[Items from a data source]
============================================================

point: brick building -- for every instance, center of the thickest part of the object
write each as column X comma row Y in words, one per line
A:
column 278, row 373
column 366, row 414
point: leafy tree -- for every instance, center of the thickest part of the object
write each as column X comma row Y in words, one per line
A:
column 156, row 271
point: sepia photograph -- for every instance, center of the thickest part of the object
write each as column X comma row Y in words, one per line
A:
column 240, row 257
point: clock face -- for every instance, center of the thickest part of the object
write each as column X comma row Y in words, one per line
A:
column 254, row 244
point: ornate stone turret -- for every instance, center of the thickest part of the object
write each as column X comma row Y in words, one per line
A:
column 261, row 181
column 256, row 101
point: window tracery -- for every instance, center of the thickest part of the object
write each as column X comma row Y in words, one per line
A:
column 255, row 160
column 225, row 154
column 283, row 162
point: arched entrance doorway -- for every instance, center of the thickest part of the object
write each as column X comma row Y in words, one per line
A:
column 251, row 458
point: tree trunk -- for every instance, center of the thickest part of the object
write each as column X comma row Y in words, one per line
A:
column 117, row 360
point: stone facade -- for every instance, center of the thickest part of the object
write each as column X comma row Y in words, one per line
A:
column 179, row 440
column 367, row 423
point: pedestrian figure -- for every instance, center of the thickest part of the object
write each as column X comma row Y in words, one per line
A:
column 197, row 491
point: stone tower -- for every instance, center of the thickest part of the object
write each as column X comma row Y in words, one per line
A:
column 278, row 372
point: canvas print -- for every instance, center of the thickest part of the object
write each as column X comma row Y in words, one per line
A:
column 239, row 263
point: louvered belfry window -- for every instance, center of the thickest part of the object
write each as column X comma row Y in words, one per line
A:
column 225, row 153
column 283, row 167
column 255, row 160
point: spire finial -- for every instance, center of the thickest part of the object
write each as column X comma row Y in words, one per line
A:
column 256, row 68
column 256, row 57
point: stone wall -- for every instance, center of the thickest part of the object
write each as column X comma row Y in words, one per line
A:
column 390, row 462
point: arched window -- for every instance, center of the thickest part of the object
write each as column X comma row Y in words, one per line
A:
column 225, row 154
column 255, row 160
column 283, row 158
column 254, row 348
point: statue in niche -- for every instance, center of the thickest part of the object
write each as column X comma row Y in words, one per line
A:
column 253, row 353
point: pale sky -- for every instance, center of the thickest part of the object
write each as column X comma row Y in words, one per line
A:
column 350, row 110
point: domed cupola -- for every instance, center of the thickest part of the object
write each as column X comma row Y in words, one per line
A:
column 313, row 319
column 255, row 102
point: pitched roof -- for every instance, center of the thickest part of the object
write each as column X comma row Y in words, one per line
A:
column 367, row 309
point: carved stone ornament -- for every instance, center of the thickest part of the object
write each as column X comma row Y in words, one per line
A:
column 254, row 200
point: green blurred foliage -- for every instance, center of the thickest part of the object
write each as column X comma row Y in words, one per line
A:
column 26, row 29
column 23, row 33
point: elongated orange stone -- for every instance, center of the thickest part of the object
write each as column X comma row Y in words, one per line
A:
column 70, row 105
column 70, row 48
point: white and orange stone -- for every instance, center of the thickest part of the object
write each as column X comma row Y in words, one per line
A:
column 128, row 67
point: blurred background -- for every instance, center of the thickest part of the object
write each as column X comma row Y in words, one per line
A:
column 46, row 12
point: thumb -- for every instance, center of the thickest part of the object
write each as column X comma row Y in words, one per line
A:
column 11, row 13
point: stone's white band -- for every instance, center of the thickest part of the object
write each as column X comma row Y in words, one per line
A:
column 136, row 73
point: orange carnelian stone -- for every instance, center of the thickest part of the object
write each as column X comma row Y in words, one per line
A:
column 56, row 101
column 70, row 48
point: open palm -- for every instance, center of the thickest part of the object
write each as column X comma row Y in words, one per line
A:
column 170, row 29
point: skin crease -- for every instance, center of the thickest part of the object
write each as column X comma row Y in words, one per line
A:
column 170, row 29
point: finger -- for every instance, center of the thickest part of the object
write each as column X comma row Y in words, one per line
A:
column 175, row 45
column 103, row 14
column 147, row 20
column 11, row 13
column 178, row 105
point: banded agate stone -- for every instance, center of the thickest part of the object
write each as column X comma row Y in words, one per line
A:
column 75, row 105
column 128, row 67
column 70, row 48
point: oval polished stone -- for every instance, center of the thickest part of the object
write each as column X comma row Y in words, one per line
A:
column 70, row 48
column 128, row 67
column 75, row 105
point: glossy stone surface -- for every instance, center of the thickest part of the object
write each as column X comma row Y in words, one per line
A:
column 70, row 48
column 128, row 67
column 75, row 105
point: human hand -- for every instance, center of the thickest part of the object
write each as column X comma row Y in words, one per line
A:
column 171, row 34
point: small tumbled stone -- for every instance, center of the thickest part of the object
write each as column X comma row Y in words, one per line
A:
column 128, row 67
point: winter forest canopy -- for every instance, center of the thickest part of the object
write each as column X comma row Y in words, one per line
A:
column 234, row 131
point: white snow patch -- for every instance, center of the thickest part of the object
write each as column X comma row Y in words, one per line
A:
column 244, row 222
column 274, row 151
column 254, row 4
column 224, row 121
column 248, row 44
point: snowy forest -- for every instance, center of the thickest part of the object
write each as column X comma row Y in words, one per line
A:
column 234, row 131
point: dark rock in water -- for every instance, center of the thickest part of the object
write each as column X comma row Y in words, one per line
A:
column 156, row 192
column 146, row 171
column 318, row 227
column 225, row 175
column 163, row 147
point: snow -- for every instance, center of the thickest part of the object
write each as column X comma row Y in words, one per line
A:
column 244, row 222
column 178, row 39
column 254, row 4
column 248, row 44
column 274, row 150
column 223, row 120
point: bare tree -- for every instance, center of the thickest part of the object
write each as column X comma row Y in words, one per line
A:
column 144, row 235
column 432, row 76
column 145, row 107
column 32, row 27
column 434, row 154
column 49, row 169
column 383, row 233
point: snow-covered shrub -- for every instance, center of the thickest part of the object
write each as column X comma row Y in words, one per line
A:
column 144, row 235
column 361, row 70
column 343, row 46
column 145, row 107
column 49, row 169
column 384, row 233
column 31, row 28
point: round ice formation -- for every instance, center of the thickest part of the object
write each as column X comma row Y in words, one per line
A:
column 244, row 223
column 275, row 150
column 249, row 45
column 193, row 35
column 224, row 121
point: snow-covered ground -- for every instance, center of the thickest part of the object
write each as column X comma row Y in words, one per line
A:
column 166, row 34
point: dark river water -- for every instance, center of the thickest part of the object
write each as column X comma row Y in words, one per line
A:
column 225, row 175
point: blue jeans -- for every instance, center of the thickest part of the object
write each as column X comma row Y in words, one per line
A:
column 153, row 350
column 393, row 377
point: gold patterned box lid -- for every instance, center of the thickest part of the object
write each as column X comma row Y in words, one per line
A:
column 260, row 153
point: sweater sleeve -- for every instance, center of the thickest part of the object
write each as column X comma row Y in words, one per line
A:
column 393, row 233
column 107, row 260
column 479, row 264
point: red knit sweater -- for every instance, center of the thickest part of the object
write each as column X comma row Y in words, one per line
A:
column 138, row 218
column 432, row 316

============================================================

◆ Exercise goal
If a line above holds the string "window", return it as it stands.

◆ Result of this exercise
point: window tracery -- for every instance, center of the thickest part of the object
point: louvered belfry window -- for every instance, center of the thickest part of the object
point: arched window -- for every instance, center of the thickest part of the object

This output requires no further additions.